*** Opening of MATERIAL SHOWN ***

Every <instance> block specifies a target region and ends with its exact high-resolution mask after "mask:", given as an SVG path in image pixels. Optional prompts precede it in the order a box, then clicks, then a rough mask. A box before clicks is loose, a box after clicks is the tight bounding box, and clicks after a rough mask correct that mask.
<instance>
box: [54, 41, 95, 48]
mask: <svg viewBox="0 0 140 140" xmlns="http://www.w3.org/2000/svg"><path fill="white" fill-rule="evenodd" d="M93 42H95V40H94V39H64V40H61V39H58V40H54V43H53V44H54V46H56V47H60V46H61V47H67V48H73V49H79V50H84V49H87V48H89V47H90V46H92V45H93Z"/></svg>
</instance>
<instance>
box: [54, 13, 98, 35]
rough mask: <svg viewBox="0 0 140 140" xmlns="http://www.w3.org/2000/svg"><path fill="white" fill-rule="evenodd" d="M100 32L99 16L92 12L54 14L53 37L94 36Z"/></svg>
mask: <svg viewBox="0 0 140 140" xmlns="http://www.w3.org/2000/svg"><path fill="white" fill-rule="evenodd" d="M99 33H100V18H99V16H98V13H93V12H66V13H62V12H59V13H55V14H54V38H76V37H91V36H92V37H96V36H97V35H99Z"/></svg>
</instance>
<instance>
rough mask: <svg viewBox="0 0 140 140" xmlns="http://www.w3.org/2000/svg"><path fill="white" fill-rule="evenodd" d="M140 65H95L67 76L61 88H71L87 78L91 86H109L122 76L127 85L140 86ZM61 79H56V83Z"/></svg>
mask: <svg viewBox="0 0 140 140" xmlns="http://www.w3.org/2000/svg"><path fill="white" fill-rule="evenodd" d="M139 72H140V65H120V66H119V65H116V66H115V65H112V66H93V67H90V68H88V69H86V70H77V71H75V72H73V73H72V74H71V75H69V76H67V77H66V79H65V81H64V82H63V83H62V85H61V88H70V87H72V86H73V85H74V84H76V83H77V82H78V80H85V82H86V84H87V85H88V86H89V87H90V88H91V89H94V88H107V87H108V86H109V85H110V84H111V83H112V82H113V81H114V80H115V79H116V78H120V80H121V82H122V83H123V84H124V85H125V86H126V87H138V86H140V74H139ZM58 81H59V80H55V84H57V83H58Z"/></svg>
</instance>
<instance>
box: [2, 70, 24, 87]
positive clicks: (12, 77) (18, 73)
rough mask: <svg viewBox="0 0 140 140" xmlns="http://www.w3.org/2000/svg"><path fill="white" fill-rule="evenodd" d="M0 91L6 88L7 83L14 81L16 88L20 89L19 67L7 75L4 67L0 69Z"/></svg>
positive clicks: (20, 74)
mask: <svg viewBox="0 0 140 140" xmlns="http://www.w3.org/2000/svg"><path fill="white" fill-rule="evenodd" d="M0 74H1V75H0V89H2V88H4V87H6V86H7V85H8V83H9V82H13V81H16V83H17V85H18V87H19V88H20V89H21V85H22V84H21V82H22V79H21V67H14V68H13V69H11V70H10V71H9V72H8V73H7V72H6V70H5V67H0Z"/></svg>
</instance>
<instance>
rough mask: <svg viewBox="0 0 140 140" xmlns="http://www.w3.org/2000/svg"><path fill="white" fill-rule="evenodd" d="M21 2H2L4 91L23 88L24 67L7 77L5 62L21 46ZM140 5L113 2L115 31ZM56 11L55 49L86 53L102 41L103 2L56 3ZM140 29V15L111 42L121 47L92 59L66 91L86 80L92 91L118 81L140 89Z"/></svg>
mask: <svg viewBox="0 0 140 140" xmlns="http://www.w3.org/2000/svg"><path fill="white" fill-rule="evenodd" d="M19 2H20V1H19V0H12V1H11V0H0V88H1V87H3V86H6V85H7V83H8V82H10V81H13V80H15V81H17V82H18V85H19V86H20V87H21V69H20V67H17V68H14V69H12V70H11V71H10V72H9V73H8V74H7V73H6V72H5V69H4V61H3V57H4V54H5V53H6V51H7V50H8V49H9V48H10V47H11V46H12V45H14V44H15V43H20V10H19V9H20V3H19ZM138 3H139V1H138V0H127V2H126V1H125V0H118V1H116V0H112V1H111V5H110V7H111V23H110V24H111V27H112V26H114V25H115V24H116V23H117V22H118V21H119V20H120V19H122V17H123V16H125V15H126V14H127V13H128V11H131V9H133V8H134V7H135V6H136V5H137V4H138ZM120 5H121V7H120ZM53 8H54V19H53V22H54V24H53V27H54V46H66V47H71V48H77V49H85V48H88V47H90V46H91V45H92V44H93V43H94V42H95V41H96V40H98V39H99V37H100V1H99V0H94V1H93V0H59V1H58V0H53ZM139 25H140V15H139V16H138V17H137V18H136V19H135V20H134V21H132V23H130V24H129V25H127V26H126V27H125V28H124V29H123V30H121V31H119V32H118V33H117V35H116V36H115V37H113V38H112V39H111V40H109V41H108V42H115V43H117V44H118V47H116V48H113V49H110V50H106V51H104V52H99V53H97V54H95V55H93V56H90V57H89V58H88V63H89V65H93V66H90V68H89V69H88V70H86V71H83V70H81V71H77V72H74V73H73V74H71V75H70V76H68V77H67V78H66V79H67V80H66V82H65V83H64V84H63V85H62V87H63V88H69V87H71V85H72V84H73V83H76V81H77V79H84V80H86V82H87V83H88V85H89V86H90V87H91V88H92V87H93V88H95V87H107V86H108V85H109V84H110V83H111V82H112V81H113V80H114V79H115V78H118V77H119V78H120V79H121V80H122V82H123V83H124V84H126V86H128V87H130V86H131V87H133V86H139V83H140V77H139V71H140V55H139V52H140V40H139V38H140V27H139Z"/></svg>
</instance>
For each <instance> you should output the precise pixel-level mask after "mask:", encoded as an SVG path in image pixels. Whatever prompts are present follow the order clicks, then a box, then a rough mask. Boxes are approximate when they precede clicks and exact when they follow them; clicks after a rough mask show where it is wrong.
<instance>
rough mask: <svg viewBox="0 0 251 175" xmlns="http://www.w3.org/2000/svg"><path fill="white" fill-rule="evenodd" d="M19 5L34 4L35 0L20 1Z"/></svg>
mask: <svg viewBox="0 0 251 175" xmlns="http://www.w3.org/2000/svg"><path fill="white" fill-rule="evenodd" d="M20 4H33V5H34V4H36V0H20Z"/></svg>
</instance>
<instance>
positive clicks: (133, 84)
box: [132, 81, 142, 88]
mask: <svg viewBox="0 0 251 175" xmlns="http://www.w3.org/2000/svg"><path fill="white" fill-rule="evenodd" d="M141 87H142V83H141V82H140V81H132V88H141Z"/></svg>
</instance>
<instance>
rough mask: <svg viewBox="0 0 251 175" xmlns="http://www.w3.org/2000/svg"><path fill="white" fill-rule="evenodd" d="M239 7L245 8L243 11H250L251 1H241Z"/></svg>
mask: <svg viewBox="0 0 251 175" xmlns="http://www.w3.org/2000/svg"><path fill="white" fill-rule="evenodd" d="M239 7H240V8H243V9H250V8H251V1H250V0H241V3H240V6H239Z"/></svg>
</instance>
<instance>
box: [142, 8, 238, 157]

*** Close of MATERIAL SHOWN ***

» EXERCISE
Please filter the listing down to every line that contains the word "precede", and copy each of those lines in full.

» REPLY
Every <instance> block specifies a target region and ends with its exact high-resolution mask after "mask:", given as an SVG path in image pixels. Optional prompts precede it in the order a box, then clicks, then a rough mask. A box before clicks is loose, a box after clicks is the tight bounding box, and clicks after a rough mask correct that mask.
For each <instance> you should output the precise pixel-level mask after "mask:", encoded as an SVG path in image pixels. Whatever prompts are present follow the order clicks, then a box, then a rough mask. Boxes are approximate when they precede clicks and exact when they follow them; clicks after a rough mask show where it is wrong.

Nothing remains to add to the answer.